— Start of MATERIALS PROVIDED —

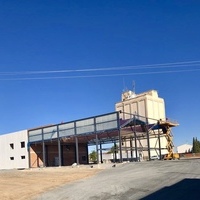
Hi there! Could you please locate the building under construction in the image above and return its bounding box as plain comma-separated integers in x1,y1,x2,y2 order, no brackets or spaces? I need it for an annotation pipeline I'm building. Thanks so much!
0,90,178,169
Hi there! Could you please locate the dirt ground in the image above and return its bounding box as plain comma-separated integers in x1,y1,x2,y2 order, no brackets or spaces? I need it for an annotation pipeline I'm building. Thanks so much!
0,167,101,200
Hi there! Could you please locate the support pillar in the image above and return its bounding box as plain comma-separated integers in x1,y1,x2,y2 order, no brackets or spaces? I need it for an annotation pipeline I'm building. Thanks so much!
42,129,46,167
57,126,62,167
146,118,151,160
96,133,99,164
75,136,79,165
158,129,162,160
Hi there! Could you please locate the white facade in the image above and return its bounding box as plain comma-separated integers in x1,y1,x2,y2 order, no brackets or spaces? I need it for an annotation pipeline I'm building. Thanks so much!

— End of MATERIALS PROVIDED —

=== WHAT IS BEING ASKED ===
Gather each line of the rows above that contains the string "comma". Case matters.

=== RESULT ===
Hi there! Could you please locate the building under construction in the image above and return its bounding box as plain comma-separated integers in x1,y1,x2,y2 order, no brackets or spaces? I need it for an annotation pipeline I'm building. Thanks so much!
Hi there! Could you please locate the dirt ground in the image above and return its bounding box as plain comma-separated integers in x1,y1,x2,y2 order, no brackets or spaces? I need it for an annotation pipeline I'm building. Thanks so much!
Hi there! Could you please locate the support pillar in the image above and return its bounding box as plain comma-separated integers in x1,y1,x2,y2 order, no brackets or spaces? I need it for an annotation pipeline I'm building. Thanks so much!
Hi there! Could you please locate the white facade in the image above and return its bounding box as plain comma-separated integers in x1,y1,x2,y2 order, no brackets or spaces? I need it for an annotation pipeline I'm building. Thanks so much!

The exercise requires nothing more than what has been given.